#### Metin parçası
══════════
Şiirden yontulmuş bir kalp… Sürgünlerin, zindanların, hasretin ve direnişin şairi…
Nazım Hikmet Ran, yalnızca Türk şiirinin değil, dünya edebiyatının da en berrak şairlerinden biri oldu.
1902’de Selanik’te başlayan hayatı, zamanın ve coğrafyanın dar kalıplarına sığmadı. Onun dizeleri, yalnızca okunan değil; hissedilen, duyulan, bestelenen dizelerdir. Birçok şarkıya ilham verdi Nazım… Melodilerle birlikte halkın hafızasına kazındı onun sözcükleri.
“Davet”, “Kız Çocuğu”, “Salkımsöğüt”, “Masalların Masalı”… Her biri sadece birer şiir değil, aynı zamanda şarkılara, marşlara, türkülere dönüşen güçlü ezgiler.
Nazım Hikmet’in kalemi; özgürlüğün tınısını, aşkın melodisini, kardeşliği ve insanın yeryüzündeki büyük yalnızlığını hep yan yana taşıdı. Onun dizelerinde savaşlar da vardı, çocuklar da…
Makinistler, köylüler, denizciler, anneler…
Halkın içinden bir dili vardı onun.
Süslemeden, ama içtenliğin tüm ihtişamıyla.
Tıpkı müzik gibi…
Çünkü Nazım’ın şiiri de bir ritimdi aslında. Her mısra, kalpte bir tını bırakırdı. Bazen bir nefes gibi, bazen bir çığlık gibi…
Ve o ses, yıllar geçtikçe daha da güçlendi. Bugün hâlâ genç şairlerin ilham kaynağı, bestecilerin yol arkadaşı, müzisyenlerin sözcüsüdür Nazım Hikmet…
Onun eserleri, Zülfü Livaneli’den Ahmet Kaya’ya, Yeni Türkü’den Cem Adrian’a, birçok sanatçının sesinde yeniden hayat buldu. Her yorumda başka bir Nazım doğdu; her notada başka bir duygu.
Bugün, fikirleri ve dizeleri yasakları aşan, dillerden düşmeyen bir Nazım var artık.
Çünkü gerçek sanat susturulamaz.
══════════
#### Kayıt satırları
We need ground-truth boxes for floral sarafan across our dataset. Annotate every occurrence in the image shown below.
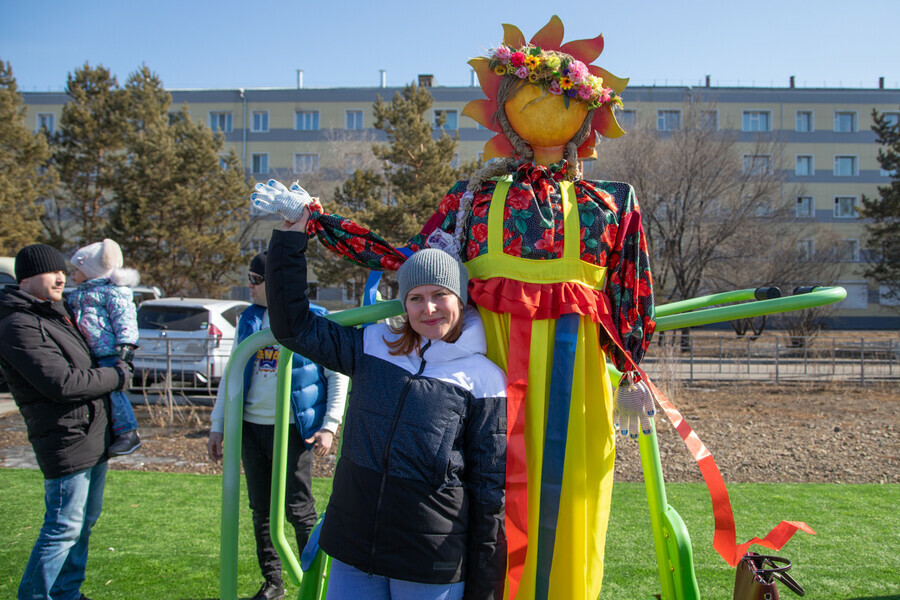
[463,15,628,160]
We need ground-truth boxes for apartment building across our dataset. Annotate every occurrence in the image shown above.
[23,75,900,329]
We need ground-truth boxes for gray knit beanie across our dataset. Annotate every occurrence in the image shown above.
[397,248,469,305]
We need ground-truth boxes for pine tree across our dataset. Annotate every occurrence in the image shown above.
[860,110,900,300]
[0,61,55,256]
[108,66,251,297]
[310,84,476,298]
[48,64,126,247]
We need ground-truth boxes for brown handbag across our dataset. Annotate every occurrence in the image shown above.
[733,552,806,600]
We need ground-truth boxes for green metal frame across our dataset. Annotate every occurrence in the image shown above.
[219,287,847,600]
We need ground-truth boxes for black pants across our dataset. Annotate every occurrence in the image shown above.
[241,421,316,582]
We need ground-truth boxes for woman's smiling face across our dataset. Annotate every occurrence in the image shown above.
[405,284,462,340]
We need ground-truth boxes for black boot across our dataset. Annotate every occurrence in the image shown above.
[250,581,284,600]
[107,429,141,456]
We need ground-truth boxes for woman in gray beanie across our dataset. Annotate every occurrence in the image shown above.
[266,216,506,600]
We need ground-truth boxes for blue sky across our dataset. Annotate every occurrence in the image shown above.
[0,0,900,91]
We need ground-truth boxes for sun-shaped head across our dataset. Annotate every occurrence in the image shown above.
[463,15,628,160]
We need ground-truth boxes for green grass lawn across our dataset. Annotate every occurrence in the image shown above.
[0,469,900,600]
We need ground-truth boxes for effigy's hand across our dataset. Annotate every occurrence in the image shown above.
[613,371,656,440]
[250,179,313,223]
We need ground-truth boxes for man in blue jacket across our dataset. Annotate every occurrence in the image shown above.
[0,244,131,600]
[207,252,348,600]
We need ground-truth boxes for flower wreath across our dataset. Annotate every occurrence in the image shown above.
[463,15,628,160]
[490,44,622,109]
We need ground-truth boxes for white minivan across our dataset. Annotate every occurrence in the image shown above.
[131,298,250,390]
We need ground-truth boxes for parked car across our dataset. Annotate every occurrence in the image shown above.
[62,284,165,306]
[132,298,250,390]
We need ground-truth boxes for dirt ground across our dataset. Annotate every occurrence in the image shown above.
[0,383,900,483]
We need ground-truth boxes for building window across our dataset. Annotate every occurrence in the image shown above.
[209,112,232,132]
[834,240,859,262]
[797,110,813,133]
[834,196,857,219]
[656,110,681,131]
[795,196,816,219]
[344,154,362,175]
[794,155,814,177]
[250,110,269,131]
[697,110,719,131]
[741,110,772,131]
[252,152,269,175]
[294,110,319,131]
[294,153,319,173]
[834,112,856,133]
[37,113,56,133]
[434,108,459,129]
[743,154,772,175]
[344,110,363,129]
[797,239,816,262]
[834,156,859,177]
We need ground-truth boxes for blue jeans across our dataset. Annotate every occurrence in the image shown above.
[19,462,106,600]
[97,356,137,436]
[327,558,466,600]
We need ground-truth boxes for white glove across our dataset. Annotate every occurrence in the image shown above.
[250,179,313,223]
[613,371,656,440]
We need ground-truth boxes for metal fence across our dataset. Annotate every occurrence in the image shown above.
[641,333,900,384]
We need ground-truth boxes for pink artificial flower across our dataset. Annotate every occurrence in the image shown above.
[569,60,588,83]
[494,46,512,62]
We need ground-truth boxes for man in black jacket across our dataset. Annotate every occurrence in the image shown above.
[0,244,131,600]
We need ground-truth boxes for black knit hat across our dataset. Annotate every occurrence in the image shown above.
[250,252,266,275]
[16,244,68,283]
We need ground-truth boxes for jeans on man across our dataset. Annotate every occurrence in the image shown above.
[19,462,106,600]
[97,356,137,436]
[241,421,316,582]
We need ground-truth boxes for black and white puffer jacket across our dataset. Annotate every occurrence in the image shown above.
[266,231,506,599]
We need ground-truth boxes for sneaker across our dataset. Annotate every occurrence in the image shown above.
[250,581,284,600]
[107,429,141,456]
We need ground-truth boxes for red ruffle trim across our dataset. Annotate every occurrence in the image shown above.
[469,277,611,323]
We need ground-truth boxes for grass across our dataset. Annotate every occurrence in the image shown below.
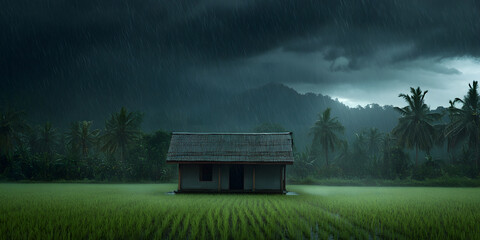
[0,184,480,239]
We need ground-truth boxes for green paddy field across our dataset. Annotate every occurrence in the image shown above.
[0,184,480,239]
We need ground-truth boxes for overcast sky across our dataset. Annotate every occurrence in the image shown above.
[0,0,480,107]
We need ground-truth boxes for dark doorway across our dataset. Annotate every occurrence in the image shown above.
[230,165,243,190]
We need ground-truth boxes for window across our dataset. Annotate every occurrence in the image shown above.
[200,164,213,181]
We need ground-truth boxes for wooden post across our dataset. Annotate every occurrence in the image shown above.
[178,164,182,191]
[252,165,255,192]
[217,165,222,192]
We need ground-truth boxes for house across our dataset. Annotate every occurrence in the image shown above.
[167,132,293,193]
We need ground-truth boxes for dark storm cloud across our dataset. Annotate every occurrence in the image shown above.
[0,0,480,122]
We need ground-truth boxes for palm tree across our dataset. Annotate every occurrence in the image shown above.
[445,81,480,169]
[0,110,28,156]
[365,128,382,158]
[102,107,143,163]
[67,121,100,158]
[311,108,345,166]
[38,122,57,154]
[393,87,442,167]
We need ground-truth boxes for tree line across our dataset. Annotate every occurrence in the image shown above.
[0,81,480,181]
[0,108,175,181]
[293,81,480,180]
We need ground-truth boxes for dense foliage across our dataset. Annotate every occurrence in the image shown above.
[0,108,175,181]
[0,81,480,182]
[290,81,480,182]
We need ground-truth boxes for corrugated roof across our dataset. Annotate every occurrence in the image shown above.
[167,132,293,164]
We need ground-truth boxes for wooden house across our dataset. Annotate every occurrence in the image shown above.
[167,132,293,193]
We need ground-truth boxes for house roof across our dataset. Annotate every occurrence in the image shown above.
[167,132,293,164]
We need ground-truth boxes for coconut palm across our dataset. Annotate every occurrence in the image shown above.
[445,81,480,169]
[311,108,345,166]
[67,121,100,158]
[102,107,143,163]
[0,110,28,155]
[393,87,442,167]
[37,122,58,154]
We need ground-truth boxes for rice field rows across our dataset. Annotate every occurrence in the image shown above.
[0,184,480,239]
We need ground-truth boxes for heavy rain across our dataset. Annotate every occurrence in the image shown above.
[0,0,480,239]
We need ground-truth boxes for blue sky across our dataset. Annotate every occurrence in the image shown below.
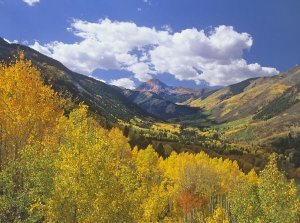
[0,0,300,88]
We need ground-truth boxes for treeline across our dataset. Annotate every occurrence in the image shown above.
[0,53,300,223]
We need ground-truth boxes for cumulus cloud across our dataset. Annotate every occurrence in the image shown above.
[31,18,278,85]
[23,0,40,6]
[110,78,135,89]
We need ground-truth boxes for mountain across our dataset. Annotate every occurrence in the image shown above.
[135,79,213,103]
[189,66,300,152]
[122,89,203,122]
[0,38,152,123]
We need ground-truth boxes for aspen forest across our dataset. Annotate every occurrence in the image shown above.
[0,53,300,223]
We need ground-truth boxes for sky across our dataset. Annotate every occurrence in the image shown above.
[0,0,300,89]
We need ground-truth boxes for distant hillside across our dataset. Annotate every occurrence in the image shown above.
[122,89,201,121]
[135,79,213,103]
[190,66,300,152]
[190,67,300,122]
[0,38,149,123]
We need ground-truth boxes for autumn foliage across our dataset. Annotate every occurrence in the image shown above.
[0,53,300,223]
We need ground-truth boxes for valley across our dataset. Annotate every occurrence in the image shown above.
[0,40,300,178]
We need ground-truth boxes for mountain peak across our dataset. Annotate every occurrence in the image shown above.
[136,78,170,93]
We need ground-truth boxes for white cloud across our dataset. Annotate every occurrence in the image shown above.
[161,24,173,33]
[23,0,40,6]
[31,19,278,85]
[110,78,135,89]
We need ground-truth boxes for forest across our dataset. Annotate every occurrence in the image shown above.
[0,53,300,223]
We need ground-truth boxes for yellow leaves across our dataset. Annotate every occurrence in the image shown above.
[206,208,229,223]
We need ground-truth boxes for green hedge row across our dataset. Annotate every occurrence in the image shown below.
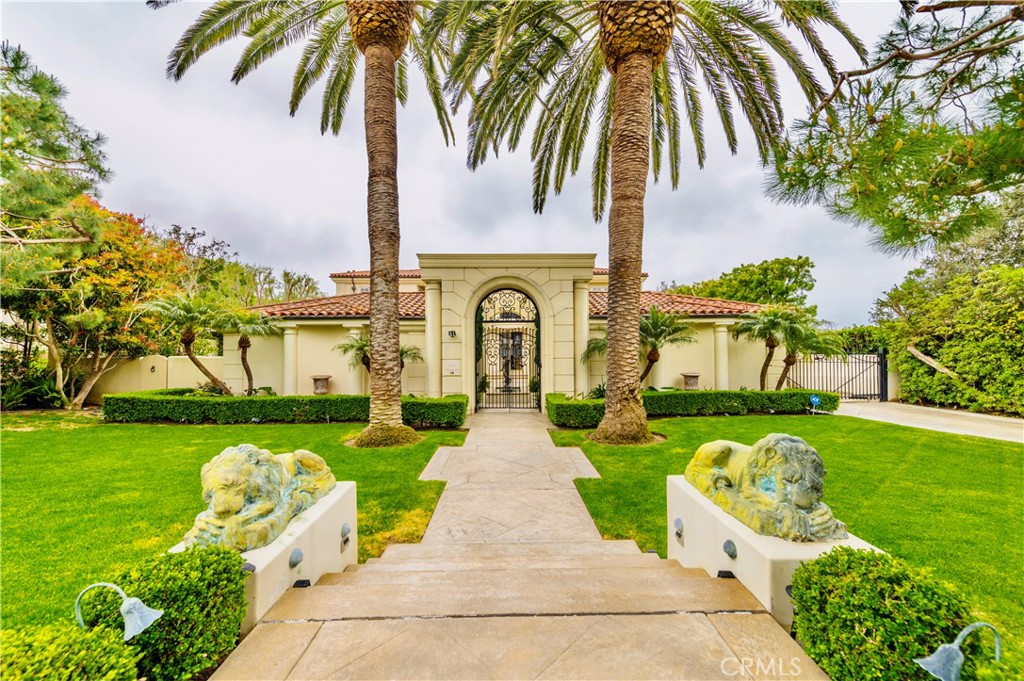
[546,389,839,428]
[103,388,469,428]
[793,547,983,681]
[0,547,248,681]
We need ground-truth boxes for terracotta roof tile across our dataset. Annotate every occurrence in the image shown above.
[253,293,425,320]
[590,291,761,316]
[253,291,761,320]
[331,267,614,279]
[331,269,420,279]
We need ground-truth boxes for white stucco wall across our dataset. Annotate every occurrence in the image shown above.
[589,320,782,390]
[86,354,223,405]
[224,320,426,395]
[420,254,595,410]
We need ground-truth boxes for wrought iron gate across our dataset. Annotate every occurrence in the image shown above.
[476,289,541,410]
[786,352,889,401]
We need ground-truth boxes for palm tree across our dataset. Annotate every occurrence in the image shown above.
[142,297,231,395]
[427,0,864,443]
[775,321,846,390]
[580,305,696,383]
[212,309,281,395]
[334,334,423,372]
[148,0,453,445]
[732,305,808,390]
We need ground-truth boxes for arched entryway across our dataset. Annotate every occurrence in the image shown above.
[474,289,541,410]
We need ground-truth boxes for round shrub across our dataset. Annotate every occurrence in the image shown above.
[82,547,247,681]
[0,625,139,681]
[793,547,981,681]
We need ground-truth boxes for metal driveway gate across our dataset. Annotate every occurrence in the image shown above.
[786,351,889,401]
[476,289,541,410]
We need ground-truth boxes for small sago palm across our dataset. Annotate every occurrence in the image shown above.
[148,0,453,445]
[142,297,231,395]
[213,310,281,395]
[426,0,864,443]
[580,305,696,383]
[775,320,846,390]
[334,334,423,372]
[732,305,808,390]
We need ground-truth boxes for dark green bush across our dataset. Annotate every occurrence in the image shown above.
[103,388,469,428]
[547,389,839,428]
[82,547,246,681]
[401,395,469,428]
[793,547,981,681]
[0,625,140,681]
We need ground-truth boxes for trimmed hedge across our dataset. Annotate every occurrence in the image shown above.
[82,547,248,681]
[103,388,469,428]
[0,625,141,681]
[546,389,839,428]
[793,547,988,681]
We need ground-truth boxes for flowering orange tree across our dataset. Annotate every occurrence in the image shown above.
[3,195,182,409]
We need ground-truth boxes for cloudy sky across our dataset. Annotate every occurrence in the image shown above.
[0,0,914,325]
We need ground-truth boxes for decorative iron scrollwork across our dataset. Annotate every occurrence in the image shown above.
[476,289,541,409]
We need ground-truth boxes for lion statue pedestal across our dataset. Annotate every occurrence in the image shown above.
[668,434,879,629]
[171,444,358,635]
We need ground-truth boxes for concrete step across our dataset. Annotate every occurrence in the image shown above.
[344,553,678,573]
[213,613,828,681]
[263,566,764,622]
[380,540,642,562]
[316,556,708,587]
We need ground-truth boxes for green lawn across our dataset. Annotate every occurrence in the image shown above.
[552,416,1024,665]
[0,413,465,627]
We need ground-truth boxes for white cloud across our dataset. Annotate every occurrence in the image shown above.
[0,2,913,324]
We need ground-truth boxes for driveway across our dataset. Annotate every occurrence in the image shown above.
[836,401,1024,443]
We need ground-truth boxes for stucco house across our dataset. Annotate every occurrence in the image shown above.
[222,253,765,411]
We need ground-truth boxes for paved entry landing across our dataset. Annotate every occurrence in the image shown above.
[214,413,827,679]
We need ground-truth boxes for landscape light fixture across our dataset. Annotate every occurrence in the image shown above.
[913,622,1001,681]
[75,582,164,641]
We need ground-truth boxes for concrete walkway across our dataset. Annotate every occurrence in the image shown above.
[214,413,827,679]
[836,401,1024,443]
══════════
#### Verilen görev A
Nazım Hikmet hakkındaki metne göre şu soruları yanıtlayın:
(i) Nazım Hikmet'in hayatı hangi yıl ve hangi şehirde başladı?
(ii) Şarkılara, marşlara ve türkülere dönüştüğü söylenen şiirlerden ilk sırada hangisi anılıyor?
(iii) Metnin son cümlesine göre gerçek sanat hakkında ne söyleniyor?
#### Verilen görev B
Nazım Hikmet hakkındaki metnin "Tıpkı müzik gibi…" ile başlayıp "gerçek sanat susturulamaz." ile biten kısmını, "yol arkadaşı" yerine "can yoldaşı" koyarak yeniden yazın.
Yukarıdaki satırların metinle hiçbir ilgisi yoktur.

#### Eksiksiz yanıt A
(i) 1902'de, Selanik'te.
(ii) "Davet".
(iii) Gerçek sanatın susturulamayacağı söyleniyor.

#### Eksiksiz yanıt B
Tıpkı müzik gibi…
Çünkü Nazım’ın şiiri de bir ritimdi aslında. Her mısra, kalpte bir tını bırakırdı. Bazen bir nefes gibi, bazen bir çığlık gibi…
Ve o ses, yıllar geçtikçe daha da güçlendi. Bugün hâlâ genç şairlerin ilham kaynağı, bestecilerin can yoldaşı, müzisyenlerin sözcüsüdür Nazım Hikmet…
Onun eserleri, Zülfü Livaneli’den Ahmet Kaya’ya, Yeni Türkü’den Cem Adrian’a, birçok sanatçının sesinde yeniden hayat buldu. Her yorumda başka bir Nazım doğdu; her notada başka bir duygu.
Bugün, fikirleri ve dizeleri yasakları aşan, dillerden düşmeyen bir Nazım var artık.
Çünkü gerçek sanat susturulamaz.